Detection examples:
=-=-=-=-=

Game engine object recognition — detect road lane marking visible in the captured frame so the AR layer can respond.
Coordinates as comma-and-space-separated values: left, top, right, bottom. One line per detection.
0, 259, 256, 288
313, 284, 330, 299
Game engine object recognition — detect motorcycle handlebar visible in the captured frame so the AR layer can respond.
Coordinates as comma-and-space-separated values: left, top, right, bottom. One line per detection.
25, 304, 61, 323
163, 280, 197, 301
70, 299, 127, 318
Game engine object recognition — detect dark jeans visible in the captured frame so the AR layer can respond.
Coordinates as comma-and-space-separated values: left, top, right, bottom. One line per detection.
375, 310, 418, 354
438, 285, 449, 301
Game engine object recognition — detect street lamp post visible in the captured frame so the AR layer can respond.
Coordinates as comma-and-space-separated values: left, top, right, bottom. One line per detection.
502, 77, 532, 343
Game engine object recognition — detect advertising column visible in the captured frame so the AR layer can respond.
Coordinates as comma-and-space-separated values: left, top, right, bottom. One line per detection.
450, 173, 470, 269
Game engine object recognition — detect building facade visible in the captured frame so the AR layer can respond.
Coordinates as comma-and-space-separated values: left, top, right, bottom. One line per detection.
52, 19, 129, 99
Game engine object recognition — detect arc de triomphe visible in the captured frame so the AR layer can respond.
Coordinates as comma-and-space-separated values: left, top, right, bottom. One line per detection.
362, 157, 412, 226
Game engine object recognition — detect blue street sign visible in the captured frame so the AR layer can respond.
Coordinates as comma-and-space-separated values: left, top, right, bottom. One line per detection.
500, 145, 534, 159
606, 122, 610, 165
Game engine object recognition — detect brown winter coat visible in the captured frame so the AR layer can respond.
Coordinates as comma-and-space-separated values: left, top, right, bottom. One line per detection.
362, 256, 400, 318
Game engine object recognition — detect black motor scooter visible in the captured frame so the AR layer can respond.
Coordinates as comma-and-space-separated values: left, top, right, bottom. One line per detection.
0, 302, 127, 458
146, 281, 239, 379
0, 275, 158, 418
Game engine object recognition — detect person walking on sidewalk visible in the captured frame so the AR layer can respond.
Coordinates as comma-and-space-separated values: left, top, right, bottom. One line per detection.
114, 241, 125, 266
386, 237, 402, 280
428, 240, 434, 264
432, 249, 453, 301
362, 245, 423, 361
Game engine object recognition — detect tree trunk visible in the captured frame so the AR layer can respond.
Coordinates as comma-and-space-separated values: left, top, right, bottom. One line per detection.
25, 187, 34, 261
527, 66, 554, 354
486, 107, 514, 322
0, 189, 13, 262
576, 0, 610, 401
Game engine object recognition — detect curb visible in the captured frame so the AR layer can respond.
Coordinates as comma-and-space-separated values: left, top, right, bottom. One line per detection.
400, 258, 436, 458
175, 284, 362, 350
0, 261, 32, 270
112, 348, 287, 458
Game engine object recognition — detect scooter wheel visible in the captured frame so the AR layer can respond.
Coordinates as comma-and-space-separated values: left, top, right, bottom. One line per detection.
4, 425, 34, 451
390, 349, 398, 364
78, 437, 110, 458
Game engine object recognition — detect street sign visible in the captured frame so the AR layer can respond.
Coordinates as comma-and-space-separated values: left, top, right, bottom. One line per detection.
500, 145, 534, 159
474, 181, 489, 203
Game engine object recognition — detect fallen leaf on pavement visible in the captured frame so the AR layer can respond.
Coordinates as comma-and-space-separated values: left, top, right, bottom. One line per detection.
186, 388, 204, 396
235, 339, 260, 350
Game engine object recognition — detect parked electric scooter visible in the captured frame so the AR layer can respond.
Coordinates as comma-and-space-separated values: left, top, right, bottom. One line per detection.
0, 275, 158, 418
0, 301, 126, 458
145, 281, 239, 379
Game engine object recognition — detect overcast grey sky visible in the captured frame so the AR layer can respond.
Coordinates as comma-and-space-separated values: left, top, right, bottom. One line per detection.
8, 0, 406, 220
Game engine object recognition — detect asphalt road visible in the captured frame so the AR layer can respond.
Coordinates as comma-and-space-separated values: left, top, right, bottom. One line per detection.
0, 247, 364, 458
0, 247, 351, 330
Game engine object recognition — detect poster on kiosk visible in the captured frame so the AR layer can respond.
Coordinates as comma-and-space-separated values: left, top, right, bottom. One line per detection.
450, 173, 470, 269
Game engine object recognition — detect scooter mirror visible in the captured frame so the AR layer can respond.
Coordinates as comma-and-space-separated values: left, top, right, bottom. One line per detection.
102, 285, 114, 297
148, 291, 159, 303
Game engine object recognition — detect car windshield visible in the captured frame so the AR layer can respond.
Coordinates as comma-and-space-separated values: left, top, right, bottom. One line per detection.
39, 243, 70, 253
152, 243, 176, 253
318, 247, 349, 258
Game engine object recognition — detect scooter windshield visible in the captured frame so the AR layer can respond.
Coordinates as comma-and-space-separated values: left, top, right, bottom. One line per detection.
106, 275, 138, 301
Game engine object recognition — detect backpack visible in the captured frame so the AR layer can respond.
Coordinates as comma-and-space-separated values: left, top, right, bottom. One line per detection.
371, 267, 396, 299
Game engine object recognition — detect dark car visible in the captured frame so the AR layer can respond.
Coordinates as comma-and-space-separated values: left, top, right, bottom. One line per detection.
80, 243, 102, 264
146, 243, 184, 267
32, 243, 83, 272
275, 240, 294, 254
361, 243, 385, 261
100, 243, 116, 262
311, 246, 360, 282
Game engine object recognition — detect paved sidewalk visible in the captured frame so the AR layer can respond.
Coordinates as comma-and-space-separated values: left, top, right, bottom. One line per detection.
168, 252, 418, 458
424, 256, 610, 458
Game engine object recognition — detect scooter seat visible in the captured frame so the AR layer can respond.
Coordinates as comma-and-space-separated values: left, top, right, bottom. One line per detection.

=-=-=-=-=

Copy out every line of the records above, keeping each one identical.

# Solution
Game engine object recognition — detect road lane marking visible in the captured frame so the AR layer can respond.
Coordinates as comma-and-space-separated values: left, top, right, bottom. One line per detection.
0, 259, 256, 288
313, 284, 330, 299
Game engine object recognition — detect motorcycle handlebar visible in the captured frame so the AR layer can respond.
Coordinates as comma-and-space-separated values: left, top, right, bottom. One line per detection.
25, 304, 61, 323
163, 280, 197, 301
70, 299, 127, 318
Game engine object recognition — detect dark jeans visible in the captured frame so the AR layer can respond.
Coordinates as comma-and-space-separated values: left, top, right, bottom. One line per detection.
375, 310, 418, 354
438, 285, 449, 301
Game engine object recognition — detect street lamp post visible in the captured frame so the AR layer can respond.
Coordinates as comma-and-space-separated values: left, top, right, bottom. One line per detection.
502, 77, 532, 343
Game engine object recognition — detect advertising column visible in the captured frame so the AR layer can respond.
Coordinates as comma-and-space-separated values: left, top, right, bottom. One line per detection.
450, 173, 470, 269
Game engine object recognition — detect building facade visible in the captured frame so the AR layer can respond.
Coordinates as comma-and-space-separated values: left, top, right, bottom. One line per detection.
52, 19, 129, 99
Game engine object recognition — detect arc de triomphe visible in the captured frame so the AR layer can respond.
Coordinates as comma-and-space-separated values: left, top, right, bottom. One line per detection.
362, 157, 412, 226
Game engine object recognition — detect blue street sign visible in the captured frame so the AR layer can respond.
Coordinates as comma-and-space-separated values: left, top, right, bottom. One line per detection.
500, 145, 534, 159
606, 122, 610, 165
Game engine object recognition — detect brown winter coat visible in the captured frame so the AR layer can respond.
Coordinates as comma-and-space-separated values: left, top, right, bottom. One line per detection.
362, 256, 400, 318
Game engine object recognition — detect black motor scooter visible in the captured frame so the AR layer can respond.
Coordinates as comma-and-space-separated values: left, top, right, bottom. One line per detection.
0, 302, 127, 458
146, 281, 239, 379
0, 275, 158, 418
Game engine object recognition — detect person walking on sidewalk visible in the captured frame so the AR layer can respond.
Coordinates as comma-and-space-separated values: left, top, right, bottom. One line per detection.
114, 241, 125, 266
386, 237, 402, 280
428, 240, 434, 264
432, 249, 453, 301
362, 245, 423, 361
Game engine object recognition — detect tree trunk visible in the captured frame so the AR layer can respond.
Coordinates as comma-and-space-separated values: left, top, right, bottom. One line per detection.
25, 187, 34, 261
527, 66, 554, 354
486, 107, 514, 322
0, 189, 13, 262
576, 0, 610, 401
Game engine object recognition — detect curb visible in the captured frame so the AR layer can respond.
Coordinates as comma-and-space-separated values: left, top, right, bottom. One line per detection.
400, 258, 436, 458
175, 284, 362, 350
0, 261, 32, 270
112, 348, 287, 458
Game engine object recognition — detect scooter wheel visible in the captured frame so the AR layer can respond.
Coordinates as comma-and-space-separated values: left, top, right, bottom. One line per detection.
4, 425, 34, 451
390, 349, 398, 364
78, 437, 110, 458
Game engine object recognition — detect street sign visible in the captured frame so the AR layer can respond.
Coordinates as comma-and-space-separated values: left, top, right, bottom. One line per detection.
500, 145, 534, 159
474, 181, 489, 203
Game engine object recognition — detect fallen leaf on pavement visible in the captured frame so the AR layer can respond.
Coordinates as comma-and-space-separated values: left, top, right, bottom. One line per detection.
186, 388, 204, 396
235, 339, 260, 350
Game engine object recognition — detect parked electric scooter visible in the captured frame so the AR layer can respond.
Coordinates as comma-and-space-separated values: left, top, right, bottom. One line per detection.
0, 275, 158, 418
0, 301, 126, 458
145, 281, 239, 379
Game engine object recognition — detect overcast grey sky visible in the captured frame so the AR layer can respond.
Coordinates as comma-and-space-separated values: left, top, right, bottom. One line per detection.
8, 0, 406, 220
Game engine object recognition — detect asphalt road visible in the captured frame so the AR layer can respond.
Coordinates as comma-and-space-separated values: left, top, right, bottom. One line per detection.
0, 247, 364, 458
0, 247, 351, 330
Game engine object recognition — detect poster on kiosk visible in the captured frame so the AR layer can respond.
Coordinates as comma-and-space-separated values: left, top, right, bottom. One line per detection.
450, 173, 470, 269
Game engine object recognition — detect scooter mirror visible in the captured frame so the AR layer can respond.
Coordinates as comma-and-space-separated values: left, top, right, bottom. One line per detection.
102, 285, 114, 297
148, 291, 159, 303
Game engine object recognition — detect car windshield visible in the captured frame so the AR layer can respond.
Coordinates as comma-and-space-separated values: left, top, right, bottom. One line per detection.
39, 243, 70, 253
152, 243, 176, 253
318, 247, 349, 258
Game engine object recognition — detect scooter windshield visible in the captured frame so the AR layer can respond.
Coordinates as comma-and-space-separated values: left, top, right, bottom. One line per detection.
106, 275, 138, 301
Game engine object recognition — detect backpack visible in the captured frame so the AR layer can respond.
Coordinates as comma-and-space-separated values: left, top, right, bottom. One line per detection.
371, 267, 396, 299
Game engine object recognition — detect dark car visible in the captured frame so the AR layer can respond.
Coordinates as comma-and-space-separated values: left, top, right, bottom. One line per detection.
80, 243, 102, 264
146, 243, 184, 267
32, 243, 83, 272
275, 240, 294, 254
361, 243, 385, 261
100, 243, 116, 262
311, 246, 360, 282
Game engine object recognition — detect paved sidewalk visible in the captured frame so the AR layer can respond.
Coordinates as comma-and-space-separated values: left, top, right, bottom. One line per detection.
168, 252, 418, 458
424, 256, 610, 458
Game engine object recognition — detect scooter seat visible in the captured frame so the AR layer can respond.
Coordinates as comma-and-space-separated values: left, top, right, bottom. One line per detection.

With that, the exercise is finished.